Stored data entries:
· · ·

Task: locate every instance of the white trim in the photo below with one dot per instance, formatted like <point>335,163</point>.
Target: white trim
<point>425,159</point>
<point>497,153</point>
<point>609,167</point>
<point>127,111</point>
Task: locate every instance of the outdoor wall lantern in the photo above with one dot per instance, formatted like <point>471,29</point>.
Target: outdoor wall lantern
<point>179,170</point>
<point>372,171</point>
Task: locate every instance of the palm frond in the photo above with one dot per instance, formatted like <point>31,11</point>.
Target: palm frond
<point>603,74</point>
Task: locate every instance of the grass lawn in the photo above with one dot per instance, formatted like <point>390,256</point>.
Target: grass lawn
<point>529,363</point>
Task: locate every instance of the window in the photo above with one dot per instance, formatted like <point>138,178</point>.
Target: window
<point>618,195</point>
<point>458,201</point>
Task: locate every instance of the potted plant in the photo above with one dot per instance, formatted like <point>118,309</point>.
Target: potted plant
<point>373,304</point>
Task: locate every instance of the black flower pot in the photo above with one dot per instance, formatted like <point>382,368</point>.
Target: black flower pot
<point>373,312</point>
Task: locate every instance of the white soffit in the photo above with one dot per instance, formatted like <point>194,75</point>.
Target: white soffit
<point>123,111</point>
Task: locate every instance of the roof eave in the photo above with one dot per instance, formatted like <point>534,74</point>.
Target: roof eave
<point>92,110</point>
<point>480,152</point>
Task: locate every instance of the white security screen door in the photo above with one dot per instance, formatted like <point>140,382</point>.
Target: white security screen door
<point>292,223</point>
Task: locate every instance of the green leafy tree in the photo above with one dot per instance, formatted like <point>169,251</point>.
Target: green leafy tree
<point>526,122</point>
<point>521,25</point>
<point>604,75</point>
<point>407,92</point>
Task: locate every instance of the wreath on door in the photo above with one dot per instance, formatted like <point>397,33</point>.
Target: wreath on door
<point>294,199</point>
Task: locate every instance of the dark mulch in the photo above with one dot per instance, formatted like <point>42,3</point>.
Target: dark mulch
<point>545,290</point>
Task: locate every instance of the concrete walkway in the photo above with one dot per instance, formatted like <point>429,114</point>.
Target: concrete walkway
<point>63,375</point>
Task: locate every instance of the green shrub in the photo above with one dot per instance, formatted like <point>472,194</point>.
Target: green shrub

· · ·

Could you output all of the records above exactly as given?

Task: locate every instance of the white trim in the photo below with one dot per instance, formatted like <point>335,163</point>.
Target: white trim
<point>425,159</point>
<point>497,153</point>
<point>609,167</point>
<point>127,111</point>
Task: locate every instance of the outdoor wall lantern in the photo above with one dot per instance, formatted like <point>471,29</point>.
Target: outdoor wall lantern
<point>179,170</point>
<point>372,171</point>
Task: locate every instance of the palm frond in the photo above with one dot per instance, formatted like <point>31,11</point>.
Target: palm frond
<point>603,74</point>
Task: locate every instance of the grass lawn in the photo above with one dot per instance, formatted like <point>390,256</point>.
Target: grass lawn
<point>529,363</point>
Task: locate every instance of the window in the photo above with one dot per instance, formatted like <point>138,178</point>.
Target: window
<point>618,195</point>
<point>458,201</point>
Task: locate every instance of the potted plant in the photo above with one dot per instance, formatted like <point>118,309</point>.
Target: potted plant
<point>373,304</point>
Task: locate every instance of the black flower pot in the photo above with one dot per instance, formatted like <point>382,368</point>.
Target: black flower pot
<point>373,312</point>
Task: locate every instance of the white soffit in the photo above with one dot per instance, formatted like <point>194,75</point>.
Target: white soffit
<point>123,111</point>
Task: locate every instance of the roof eave in the photo above with one dot per instance, formatted like <point>534,74</point>.
Target: roof eave
<point>92,110</point>
<point>480,152</point>
Task: locate every instance of the white security screen door in the photo above with one dot per instance, formatted like <point>140,382</point>.
Target: white security screen door
<point>292,223</point>
Task: locate every instance of the green leafy tree in the photo above with one dot per instance, formatted like <point>169,251</point>.
Target: green leafy tree
<point>526,122</point>
<point>521,25</point>
<point>604,75</point>
<point>407,92</point>
Task: locate every instance of the wreath on door in the photo above with one dot per instance, formatted like <point>397,33</point>.
Target: wreath on door
<point>294,199</point>
Task: locate every instance of the dark mulch in the photo above with one dot per instance, formatted like <point>42,3</point>.
Target: dark mulch
<point>545,290</point>
Task: locate every instance of the concrete walkway in the photo above with one dot per instance, formatted like <point>429,114</point>.
Target: concrete walkway
<point>63,375</point>
Task: locate every instance of the green shrub in the photo above with one dot per instance, formatted like <point>472,194</point>.
Target: green shrub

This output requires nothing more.